** Begin Material to process **

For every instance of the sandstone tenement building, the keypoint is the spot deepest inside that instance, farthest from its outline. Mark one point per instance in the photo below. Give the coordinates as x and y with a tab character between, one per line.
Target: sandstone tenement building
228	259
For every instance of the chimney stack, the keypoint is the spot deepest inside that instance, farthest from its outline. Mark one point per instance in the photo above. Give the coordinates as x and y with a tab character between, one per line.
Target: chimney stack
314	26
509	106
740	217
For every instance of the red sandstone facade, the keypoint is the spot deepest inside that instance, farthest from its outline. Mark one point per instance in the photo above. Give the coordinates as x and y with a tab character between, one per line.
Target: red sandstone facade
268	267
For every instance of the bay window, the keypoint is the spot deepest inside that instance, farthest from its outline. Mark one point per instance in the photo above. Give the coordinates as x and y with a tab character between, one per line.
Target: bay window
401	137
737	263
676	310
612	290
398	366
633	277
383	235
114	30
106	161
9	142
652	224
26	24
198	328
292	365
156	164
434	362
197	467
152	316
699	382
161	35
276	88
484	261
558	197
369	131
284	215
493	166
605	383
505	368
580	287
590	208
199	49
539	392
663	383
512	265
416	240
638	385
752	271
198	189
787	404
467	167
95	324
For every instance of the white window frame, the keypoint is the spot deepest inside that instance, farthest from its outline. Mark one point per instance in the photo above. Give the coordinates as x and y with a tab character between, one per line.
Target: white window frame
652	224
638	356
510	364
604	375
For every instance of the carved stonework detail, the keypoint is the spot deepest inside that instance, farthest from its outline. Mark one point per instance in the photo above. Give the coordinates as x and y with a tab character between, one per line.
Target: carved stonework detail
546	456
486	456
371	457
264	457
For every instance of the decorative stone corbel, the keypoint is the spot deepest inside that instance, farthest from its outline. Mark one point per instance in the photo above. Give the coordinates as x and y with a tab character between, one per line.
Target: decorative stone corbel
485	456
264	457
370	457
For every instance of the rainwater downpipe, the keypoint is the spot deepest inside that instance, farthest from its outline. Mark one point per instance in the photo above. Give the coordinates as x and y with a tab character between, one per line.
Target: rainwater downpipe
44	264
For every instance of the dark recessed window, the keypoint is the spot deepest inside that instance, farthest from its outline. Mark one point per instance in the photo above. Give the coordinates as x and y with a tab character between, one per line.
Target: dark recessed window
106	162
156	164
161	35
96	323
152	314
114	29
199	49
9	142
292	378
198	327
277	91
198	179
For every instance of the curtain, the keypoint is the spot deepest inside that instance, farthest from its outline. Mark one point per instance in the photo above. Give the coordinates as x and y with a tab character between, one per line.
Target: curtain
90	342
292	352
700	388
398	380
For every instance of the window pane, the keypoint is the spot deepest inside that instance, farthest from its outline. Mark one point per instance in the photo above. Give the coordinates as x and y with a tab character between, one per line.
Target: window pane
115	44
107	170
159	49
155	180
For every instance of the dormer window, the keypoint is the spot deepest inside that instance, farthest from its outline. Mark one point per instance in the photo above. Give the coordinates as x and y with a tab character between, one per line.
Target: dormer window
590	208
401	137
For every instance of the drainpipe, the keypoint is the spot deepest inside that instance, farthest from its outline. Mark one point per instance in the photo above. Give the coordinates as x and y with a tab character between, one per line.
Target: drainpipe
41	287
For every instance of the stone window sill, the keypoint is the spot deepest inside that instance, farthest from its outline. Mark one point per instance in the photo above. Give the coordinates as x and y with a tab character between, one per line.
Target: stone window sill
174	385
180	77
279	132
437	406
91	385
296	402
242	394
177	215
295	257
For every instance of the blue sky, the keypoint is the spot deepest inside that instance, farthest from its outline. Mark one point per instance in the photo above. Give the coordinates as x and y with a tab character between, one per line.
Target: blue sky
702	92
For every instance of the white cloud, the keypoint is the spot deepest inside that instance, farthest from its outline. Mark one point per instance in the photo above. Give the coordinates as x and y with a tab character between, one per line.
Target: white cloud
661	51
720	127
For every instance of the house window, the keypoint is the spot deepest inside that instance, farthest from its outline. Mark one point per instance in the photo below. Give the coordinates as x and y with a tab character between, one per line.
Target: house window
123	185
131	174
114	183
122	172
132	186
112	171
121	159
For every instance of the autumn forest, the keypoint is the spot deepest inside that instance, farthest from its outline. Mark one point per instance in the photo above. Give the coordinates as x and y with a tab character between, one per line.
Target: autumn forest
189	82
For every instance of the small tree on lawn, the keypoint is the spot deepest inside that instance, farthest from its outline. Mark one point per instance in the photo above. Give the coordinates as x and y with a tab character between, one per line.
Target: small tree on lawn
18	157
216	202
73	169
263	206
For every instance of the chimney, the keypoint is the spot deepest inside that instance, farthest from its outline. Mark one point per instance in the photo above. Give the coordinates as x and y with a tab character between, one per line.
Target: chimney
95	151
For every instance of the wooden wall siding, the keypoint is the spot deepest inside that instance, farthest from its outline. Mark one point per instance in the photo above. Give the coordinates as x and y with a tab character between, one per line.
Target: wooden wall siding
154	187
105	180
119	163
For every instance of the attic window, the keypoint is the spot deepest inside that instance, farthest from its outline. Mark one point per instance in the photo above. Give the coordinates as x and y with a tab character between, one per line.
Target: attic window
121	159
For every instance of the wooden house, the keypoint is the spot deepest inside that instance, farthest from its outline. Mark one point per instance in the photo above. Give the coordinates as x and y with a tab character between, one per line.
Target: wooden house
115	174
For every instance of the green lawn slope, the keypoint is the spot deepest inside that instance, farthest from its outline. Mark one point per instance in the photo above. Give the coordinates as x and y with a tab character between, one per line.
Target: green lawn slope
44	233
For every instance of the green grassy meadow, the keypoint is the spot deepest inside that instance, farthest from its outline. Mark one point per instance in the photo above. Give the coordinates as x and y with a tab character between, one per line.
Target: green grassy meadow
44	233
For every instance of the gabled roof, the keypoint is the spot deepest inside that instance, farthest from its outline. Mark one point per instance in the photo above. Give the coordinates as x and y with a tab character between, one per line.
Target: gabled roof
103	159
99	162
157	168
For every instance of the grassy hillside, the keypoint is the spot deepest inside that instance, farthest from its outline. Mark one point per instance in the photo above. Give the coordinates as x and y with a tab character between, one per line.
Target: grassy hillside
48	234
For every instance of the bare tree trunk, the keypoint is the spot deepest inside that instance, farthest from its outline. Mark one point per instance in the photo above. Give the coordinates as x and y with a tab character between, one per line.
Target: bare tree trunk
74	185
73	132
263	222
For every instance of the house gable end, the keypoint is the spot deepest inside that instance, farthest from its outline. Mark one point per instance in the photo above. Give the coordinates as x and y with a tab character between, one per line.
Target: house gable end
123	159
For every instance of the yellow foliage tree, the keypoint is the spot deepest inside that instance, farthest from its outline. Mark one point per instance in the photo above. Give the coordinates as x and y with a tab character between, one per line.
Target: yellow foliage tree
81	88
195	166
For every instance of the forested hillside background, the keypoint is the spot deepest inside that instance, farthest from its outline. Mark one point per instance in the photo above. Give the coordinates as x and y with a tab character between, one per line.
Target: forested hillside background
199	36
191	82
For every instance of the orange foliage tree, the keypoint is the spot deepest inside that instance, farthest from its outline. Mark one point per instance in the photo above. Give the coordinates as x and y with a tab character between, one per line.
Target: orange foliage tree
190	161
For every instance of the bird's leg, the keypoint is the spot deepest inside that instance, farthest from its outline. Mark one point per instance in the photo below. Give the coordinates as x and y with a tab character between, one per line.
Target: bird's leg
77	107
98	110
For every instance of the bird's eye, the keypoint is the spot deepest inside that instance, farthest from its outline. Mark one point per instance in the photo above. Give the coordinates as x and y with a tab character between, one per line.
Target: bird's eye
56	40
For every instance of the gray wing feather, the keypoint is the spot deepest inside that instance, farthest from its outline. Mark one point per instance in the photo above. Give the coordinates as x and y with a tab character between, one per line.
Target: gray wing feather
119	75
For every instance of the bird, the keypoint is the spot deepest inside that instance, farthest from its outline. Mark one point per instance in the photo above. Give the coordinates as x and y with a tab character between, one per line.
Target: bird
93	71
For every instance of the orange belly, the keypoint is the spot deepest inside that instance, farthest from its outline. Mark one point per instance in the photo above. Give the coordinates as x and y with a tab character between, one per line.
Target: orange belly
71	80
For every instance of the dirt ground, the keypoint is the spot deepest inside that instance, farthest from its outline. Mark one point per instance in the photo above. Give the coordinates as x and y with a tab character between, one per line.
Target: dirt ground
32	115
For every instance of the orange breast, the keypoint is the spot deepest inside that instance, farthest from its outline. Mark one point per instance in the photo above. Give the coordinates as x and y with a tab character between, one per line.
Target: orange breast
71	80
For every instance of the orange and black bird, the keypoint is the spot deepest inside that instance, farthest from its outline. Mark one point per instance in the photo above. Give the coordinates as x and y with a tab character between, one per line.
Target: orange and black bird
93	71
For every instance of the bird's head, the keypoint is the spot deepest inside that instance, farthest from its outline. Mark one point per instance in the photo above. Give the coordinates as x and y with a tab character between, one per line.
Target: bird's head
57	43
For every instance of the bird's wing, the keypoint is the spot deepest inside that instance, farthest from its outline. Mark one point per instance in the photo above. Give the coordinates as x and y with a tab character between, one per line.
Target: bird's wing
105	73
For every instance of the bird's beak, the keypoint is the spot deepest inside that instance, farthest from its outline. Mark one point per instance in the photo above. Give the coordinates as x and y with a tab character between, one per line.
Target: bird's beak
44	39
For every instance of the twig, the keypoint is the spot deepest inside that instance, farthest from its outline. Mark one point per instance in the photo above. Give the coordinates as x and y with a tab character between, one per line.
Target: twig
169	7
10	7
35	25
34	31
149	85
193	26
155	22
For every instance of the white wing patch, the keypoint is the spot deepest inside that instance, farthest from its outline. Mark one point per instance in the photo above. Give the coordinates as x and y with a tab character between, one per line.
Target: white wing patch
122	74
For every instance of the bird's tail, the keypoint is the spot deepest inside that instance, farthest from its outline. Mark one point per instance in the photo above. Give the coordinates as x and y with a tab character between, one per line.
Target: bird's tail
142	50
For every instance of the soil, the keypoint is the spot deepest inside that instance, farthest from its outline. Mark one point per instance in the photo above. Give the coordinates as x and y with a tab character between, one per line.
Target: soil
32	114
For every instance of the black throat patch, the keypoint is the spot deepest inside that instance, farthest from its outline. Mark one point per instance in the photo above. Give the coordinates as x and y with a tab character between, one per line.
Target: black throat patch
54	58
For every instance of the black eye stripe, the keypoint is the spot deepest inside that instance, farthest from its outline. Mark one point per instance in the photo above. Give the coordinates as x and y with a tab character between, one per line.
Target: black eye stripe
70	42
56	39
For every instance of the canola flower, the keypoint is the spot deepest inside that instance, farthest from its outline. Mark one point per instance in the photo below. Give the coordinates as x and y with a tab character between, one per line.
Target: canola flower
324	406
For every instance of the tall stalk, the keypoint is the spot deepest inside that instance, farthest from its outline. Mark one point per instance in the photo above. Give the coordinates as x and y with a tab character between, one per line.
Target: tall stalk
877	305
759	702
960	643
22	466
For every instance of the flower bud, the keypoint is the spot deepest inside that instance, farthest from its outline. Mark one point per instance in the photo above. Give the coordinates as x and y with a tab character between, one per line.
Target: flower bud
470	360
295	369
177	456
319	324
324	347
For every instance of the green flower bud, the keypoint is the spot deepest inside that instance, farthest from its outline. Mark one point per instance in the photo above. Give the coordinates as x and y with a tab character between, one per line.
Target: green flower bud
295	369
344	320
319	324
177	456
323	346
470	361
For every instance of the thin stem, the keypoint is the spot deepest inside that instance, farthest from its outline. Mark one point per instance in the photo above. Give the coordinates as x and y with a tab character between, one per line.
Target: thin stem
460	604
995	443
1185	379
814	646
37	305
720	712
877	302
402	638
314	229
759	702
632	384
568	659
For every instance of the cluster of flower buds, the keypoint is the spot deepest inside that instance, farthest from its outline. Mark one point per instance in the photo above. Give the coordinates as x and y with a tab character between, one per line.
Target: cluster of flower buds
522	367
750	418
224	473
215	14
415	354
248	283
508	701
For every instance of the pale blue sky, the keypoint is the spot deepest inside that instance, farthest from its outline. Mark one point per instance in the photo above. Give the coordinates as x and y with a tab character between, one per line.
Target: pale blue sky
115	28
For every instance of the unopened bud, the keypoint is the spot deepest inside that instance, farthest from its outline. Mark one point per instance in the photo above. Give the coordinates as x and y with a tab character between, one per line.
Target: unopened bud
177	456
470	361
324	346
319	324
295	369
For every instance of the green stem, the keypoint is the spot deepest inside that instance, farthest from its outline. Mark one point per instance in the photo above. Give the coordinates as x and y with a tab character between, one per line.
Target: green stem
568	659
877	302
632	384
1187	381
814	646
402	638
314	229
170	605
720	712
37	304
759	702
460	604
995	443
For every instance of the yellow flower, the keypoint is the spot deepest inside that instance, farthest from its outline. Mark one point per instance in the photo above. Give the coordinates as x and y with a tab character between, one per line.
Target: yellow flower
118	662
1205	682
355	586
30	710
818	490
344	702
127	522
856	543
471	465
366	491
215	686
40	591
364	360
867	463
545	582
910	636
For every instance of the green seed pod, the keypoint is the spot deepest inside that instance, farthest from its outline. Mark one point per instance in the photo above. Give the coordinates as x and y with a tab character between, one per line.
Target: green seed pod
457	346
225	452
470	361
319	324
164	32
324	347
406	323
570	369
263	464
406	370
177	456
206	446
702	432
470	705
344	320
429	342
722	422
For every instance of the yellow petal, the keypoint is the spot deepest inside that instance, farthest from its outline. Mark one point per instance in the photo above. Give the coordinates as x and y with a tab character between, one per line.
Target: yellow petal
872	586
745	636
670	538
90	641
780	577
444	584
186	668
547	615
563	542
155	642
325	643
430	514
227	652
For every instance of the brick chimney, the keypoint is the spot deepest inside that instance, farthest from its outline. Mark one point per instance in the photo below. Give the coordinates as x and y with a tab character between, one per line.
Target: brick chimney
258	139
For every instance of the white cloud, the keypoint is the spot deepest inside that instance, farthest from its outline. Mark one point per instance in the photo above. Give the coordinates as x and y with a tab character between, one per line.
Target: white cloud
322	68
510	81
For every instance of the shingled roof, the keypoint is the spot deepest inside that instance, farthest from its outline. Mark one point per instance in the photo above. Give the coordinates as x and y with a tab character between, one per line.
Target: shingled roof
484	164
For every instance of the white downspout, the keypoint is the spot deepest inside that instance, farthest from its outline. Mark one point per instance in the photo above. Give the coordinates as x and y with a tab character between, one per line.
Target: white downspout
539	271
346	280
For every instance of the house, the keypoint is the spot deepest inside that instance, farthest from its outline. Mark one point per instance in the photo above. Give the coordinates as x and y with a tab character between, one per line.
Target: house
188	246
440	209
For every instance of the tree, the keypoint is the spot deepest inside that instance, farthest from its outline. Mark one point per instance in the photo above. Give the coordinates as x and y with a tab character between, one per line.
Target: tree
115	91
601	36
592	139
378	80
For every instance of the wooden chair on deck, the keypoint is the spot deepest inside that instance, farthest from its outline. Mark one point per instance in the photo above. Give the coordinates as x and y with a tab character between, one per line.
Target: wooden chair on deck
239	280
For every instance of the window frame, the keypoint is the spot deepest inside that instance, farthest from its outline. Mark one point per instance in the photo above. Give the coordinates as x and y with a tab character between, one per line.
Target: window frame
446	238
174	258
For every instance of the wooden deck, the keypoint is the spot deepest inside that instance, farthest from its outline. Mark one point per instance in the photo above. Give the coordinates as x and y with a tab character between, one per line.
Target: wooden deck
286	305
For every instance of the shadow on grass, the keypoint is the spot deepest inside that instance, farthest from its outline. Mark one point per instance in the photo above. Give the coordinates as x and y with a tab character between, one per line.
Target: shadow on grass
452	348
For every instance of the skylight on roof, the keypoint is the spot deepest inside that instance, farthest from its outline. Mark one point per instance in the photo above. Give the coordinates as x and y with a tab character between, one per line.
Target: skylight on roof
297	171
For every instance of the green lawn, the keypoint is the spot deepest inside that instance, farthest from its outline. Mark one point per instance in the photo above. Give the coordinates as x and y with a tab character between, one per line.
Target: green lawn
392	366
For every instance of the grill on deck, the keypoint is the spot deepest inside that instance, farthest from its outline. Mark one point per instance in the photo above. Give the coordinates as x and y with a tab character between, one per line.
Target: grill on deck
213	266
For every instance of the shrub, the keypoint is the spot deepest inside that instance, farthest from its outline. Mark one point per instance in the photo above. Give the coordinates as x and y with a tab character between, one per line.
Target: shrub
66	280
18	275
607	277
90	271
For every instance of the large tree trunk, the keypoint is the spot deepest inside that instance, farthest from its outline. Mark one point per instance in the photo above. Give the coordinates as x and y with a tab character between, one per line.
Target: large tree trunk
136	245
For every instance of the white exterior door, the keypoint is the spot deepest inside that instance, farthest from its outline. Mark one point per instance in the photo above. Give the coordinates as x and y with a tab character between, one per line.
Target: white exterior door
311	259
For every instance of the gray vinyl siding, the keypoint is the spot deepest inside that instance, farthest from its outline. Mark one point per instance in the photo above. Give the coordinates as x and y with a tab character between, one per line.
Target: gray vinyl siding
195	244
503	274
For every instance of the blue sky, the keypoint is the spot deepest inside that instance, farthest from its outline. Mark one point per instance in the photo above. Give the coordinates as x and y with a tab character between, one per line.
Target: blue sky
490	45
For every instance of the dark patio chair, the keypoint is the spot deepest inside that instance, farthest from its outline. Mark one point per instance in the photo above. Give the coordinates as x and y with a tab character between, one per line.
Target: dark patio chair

** End Material to process **

▶ [Instructions for the task]
Transcribe exactly the line containing "For every instance of the dark patio" and all remaining lines of the material, ending with the last one.

▶ [Correct answer]
For every instance of the dark patio chair, the keypoint is the spot deepest inside that instance, farthest from its outline. Mark one point per instance in the photo above. Give the coordinates as x and y with a tab character between, one per line.
Target: dark patio chair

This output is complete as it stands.